#### [Given instruction]
In the records below, replace "Target" with "Label" in the part that opens with the line containing "tag the light hardwood floor" and closes with the line containing "<point>461,425</point>". Give back only that part, with everything else left unchanged.

--- BEGIN ---

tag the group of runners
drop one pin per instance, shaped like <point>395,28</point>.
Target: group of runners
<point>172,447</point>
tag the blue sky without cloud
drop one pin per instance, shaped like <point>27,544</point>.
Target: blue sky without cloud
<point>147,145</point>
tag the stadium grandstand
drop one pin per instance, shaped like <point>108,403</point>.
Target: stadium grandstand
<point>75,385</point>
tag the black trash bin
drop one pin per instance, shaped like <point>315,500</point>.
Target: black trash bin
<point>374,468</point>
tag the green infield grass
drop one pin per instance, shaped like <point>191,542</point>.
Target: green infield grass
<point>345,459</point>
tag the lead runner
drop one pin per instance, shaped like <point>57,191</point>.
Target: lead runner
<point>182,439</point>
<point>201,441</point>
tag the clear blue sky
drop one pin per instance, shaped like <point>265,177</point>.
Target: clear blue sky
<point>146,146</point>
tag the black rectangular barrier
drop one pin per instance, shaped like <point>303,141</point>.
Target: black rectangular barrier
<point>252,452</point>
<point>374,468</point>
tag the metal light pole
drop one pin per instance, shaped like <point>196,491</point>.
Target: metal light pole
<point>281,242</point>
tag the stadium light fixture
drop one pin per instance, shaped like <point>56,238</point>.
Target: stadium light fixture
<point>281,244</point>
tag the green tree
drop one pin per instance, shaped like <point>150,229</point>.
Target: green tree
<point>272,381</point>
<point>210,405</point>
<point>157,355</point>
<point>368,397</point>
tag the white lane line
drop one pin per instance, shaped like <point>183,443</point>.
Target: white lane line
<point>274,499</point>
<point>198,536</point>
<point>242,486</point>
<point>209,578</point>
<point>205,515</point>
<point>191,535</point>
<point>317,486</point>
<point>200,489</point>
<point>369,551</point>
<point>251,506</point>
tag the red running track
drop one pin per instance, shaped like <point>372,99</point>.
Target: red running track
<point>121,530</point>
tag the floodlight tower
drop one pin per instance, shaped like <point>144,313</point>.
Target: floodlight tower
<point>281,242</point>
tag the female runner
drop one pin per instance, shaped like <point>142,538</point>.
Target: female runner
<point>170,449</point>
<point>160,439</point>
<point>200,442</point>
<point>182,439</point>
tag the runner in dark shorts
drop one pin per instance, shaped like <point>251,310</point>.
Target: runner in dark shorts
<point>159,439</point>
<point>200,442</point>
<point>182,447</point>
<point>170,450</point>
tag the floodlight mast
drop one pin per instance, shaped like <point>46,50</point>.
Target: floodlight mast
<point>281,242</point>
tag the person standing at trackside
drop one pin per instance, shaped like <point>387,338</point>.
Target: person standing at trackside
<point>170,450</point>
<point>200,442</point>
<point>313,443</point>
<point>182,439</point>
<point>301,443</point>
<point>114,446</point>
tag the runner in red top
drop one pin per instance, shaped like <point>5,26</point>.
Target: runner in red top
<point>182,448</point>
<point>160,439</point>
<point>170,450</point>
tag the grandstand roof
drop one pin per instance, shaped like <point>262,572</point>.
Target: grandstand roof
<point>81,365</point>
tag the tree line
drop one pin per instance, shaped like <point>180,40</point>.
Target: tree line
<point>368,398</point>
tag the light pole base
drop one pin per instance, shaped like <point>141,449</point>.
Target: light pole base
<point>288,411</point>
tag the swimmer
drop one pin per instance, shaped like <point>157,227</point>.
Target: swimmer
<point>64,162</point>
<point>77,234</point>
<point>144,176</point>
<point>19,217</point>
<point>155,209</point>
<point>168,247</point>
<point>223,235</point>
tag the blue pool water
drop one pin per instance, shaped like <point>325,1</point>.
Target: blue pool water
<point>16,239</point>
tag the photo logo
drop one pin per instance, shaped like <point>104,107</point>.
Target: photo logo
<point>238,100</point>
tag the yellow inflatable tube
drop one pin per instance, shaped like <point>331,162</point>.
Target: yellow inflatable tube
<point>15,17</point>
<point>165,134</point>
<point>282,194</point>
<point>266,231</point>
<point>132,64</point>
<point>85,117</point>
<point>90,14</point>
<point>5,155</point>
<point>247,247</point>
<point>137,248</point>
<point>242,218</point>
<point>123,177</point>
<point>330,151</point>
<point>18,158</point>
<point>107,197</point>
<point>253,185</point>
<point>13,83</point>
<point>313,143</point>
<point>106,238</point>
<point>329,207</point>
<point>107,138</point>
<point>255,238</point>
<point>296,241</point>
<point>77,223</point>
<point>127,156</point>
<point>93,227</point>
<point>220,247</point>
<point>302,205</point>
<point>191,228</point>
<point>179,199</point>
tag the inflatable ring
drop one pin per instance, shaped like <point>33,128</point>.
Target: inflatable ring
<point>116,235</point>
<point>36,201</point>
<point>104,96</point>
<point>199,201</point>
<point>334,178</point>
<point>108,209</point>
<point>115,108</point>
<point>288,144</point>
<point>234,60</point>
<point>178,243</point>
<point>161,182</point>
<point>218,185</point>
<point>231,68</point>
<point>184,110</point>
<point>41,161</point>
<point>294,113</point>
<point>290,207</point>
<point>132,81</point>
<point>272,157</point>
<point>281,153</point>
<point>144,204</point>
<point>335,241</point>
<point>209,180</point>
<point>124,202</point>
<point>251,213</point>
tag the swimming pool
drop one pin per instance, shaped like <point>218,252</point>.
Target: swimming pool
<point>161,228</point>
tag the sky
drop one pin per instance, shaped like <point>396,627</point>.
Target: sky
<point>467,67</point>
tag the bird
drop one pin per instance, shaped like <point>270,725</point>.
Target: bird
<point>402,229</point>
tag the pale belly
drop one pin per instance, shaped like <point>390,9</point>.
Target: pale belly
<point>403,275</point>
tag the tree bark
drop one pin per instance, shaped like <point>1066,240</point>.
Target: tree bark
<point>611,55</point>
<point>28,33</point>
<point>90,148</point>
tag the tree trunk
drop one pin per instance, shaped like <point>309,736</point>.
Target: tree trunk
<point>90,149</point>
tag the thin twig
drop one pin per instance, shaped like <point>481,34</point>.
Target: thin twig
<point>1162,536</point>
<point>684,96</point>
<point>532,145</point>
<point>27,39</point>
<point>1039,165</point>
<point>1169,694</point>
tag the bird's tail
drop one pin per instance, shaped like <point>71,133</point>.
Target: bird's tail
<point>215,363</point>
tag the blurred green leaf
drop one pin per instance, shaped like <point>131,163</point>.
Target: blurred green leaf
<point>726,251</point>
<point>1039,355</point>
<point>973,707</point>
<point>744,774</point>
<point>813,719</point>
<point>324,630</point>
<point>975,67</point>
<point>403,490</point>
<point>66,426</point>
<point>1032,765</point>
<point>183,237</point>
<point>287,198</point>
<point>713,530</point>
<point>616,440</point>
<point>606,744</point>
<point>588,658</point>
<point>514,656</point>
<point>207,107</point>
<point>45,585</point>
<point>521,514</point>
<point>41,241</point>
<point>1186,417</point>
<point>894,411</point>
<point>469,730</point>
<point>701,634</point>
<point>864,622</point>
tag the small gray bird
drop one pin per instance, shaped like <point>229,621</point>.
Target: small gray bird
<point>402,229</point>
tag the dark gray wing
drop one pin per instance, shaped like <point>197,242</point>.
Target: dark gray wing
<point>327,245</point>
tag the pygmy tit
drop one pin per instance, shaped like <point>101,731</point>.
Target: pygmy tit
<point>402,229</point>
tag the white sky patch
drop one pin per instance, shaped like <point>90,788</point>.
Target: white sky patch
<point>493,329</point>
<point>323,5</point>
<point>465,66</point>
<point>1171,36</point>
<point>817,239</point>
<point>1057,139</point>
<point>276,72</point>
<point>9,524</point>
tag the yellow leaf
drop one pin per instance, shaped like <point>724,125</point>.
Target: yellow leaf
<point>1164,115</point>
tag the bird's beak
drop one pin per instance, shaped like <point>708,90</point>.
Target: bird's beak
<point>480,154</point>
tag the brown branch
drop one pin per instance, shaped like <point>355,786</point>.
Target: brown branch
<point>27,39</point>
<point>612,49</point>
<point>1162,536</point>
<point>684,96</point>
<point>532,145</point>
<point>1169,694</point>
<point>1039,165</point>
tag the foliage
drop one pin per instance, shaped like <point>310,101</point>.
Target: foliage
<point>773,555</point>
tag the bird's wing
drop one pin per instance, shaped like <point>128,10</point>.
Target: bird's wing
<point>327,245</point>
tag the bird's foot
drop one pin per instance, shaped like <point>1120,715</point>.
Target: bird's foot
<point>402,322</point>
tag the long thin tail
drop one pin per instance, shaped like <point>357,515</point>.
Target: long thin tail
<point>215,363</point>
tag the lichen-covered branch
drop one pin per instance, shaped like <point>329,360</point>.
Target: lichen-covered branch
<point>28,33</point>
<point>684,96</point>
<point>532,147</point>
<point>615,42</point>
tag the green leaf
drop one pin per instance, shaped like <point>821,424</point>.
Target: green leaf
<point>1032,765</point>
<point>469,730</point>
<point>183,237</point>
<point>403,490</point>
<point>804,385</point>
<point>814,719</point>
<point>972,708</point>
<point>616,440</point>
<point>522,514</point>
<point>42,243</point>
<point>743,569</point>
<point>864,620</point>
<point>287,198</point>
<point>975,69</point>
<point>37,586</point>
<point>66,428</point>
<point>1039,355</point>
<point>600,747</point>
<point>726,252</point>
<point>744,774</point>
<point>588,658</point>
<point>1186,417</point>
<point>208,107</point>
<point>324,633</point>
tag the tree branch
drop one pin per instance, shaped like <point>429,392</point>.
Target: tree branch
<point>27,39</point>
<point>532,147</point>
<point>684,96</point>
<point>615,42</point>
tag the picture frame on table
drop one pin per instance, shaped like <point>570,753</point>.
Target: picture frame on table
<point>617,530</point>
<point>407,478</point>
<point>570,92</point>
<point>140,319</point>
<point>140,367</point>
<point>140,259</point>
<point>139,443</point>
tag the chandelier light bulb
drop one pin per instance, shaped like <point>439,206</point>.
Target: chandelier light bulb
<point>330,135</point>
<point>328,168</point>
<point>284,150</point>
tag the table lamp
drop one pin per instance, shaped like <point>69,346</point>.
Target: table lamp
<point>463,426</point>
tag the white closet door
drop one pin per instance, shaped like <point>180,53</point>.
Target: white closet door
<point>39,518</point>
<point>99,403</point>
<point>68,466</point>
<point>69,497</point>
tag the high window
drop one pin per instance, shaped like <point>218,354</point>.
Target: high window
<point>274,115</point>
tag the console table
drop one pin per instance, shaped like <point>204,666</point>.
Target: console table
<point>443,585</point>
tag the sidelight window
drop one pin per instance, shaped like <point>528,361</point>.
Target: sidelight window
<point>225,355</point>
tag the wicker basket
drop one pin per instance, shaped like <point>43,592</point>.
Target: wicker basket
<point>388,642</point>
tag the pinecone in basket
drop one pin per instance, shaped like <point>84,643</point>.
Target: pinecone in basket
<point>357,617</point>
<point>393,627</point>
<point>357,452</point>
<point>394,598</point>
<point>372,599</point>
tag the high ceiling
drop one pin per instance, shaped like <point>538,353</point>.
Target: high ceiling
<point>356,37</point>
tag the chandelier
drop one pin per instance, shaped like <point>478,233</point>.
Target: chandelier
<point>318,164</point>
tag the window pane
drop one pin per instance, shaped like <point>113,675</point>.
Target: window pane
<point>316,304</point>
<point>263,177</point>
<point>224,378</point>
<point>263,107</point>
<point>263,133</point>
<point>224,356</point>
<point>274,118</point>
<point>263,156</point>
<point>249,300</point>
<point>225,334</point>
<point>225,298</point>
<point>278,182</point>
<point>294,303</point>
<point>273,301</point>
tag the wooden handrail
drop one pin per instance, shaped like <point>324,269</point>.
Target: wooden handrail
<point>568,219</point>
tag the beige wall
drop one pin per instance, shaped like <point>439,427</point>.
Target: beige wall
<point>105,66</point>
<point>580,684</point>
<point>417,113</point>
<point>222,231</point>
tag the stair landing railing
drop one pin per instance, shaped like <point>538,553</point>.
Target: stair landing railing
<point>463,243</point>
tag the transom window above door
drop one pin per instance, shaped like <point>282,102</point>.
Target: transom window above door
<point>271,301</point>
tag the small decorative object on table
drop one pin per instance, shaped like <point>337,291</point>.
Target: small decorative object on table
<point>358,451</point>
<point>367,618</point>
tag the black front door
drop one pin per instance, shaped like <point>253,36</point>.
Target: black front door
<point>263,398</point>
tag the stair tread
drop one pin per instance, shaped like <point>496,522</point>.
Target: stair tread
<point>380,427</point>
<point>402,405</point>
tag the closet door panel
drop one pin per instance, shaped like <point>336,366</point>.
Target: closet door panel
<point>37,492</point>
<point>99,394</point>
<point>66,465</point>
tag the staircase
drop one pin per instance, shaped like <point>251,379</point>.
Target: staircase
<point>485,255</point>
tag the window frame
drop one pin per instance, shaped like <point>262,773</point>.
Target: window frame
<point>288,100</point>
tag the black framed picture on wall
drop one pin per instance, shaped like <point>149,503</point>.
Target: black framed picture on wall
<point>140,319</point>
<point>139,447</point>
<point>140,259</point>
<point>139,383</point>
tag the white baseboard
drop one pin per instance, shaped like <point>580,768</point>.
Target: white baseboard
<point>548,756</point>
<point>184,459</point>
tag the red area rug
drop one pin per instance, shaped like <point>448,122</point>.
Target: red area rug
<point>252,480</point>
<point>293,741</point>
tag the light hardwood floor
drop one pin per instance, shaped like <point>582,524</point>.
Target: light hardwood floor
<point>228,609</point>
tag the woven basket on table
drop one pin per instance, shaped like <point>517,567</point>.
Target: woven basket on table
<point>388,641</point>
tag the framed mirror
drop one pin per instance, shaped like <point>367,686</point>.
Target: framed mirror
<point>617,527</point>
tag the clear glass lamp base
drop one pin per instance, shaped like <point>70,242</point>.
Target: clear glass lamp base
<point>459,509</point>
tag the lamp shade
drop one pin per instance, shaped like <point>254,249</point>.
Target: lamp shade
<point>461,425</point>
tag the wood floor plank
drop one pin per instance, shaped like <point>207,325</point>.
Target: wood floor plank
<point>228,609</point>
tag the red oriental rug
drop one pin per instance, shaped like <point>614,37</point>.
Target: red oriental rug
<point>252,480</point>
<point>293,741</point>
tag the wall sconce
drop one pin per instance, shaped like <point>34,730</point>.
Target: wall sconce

--- END ---

#### [Result]
tag the light hardwood floor
drop one pin per instance, shaped like <point>582,524</point>.
Label: light hardwood floor
<point>228,609</point>
tag the woven basket on table
drop one pin per instance, shaped like <point>517,567</point>.
Label: woven basket on table
<point>388,641</point>
tag the framed mirror
drop one pin per instance, shaped like <point>367,686</point>.
Label: framed mirror
<point>617,527</point>
tag the clear glass lamp base
drop one pin per instance, shaped like <point>70,242</point>.
Label: clear glass lamp base
<point>459,509</point>
tag the lamp shade
drop one pin per instance, shaped like <point>254,249</point>.
Label: lamp shade
<point>461,425</point>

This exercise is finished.